··· GIVEN RECORDS

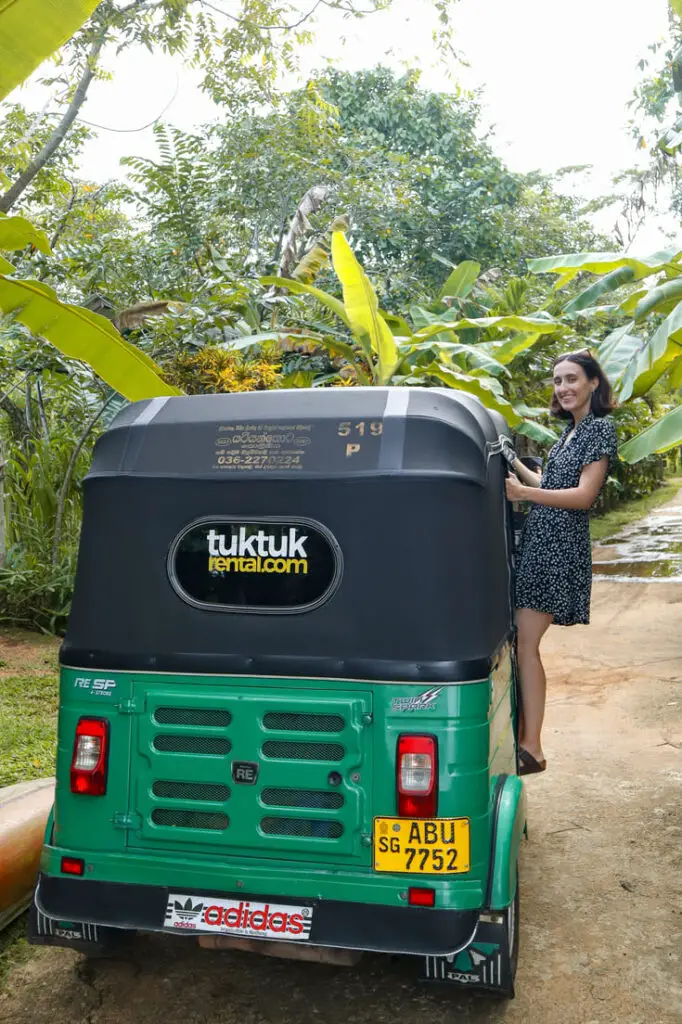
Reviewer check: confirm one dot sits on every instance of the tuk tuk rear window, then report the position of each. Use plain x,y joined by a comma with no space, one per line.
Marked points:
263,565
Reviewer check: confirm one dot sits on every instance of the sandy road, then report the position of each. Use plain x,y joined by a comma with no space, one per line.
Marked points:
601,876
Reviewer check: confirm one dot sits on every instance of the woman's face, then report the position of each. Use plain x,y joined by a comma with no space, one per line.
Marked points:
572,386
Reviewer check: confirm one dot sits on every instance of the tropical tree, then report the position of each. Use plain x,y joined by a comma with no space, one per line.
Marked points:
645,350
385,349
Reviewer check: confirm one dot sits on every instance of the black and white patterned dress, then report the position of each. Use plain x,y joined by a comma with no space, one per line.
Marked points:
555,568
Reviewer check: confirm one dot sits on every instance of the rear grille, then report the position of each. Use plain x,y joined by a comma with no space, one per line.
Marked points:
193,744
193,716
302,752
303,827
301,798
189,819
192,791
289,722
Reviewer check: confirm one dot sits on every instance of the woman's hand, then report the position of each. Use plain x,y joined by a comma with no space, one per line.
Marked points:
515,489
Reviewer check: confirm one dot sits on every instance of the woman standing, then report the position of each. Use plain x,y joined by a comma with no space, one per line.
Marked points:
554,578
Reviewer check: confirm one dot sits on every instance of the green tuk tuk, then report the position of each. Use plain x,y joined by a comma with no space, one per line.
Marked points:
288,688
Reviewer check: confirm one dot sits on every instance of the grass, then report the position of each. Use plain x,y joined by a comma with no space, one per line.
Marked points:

······
··· GIVEN RECORDS

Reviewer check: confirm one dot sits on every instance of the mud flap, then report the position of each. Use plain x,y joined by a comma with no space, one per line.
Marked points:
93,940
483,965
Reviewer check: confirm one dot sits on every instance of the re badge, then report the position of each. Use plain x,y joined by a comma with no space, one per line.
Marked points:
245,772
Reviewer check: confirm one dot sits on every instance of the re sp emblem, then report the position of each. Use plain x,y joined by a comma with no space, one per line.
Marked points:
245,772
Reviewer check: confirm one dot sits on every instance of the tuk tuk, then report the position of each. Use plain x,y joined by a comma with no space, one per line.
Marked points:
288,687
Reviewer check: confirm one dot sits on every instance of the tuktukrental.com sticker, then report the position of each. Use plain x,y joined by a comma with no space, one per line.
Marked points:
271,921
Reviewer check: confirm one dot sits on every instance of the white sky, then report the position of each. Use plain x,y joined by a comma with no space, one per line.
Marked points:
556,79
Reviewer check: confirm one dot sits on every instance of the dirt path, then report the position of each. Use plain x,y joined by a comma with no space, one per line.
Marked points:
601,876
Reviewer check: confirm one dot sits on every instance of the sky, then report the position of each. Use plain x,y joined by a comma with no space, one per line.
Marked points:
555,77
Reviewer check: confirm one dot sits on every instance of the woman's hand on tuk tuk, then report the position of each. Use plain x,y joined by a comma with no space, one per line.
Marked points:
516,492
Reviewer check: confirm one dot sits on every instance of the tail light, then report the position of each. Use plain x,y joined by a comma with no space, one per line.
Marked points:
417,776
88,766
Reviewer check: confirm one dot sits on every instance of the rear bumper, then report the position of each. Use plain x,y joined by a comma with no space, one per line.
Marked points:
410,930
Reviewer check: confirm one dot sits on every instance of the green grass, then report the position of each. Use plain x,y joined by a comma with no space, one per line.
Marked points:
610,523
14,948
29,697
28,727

······

● **WHAT YOU WILL DO**: Count the lines of the items that contain the string "sticker". Give only the number.

● **OUTPUT BELOW**: 1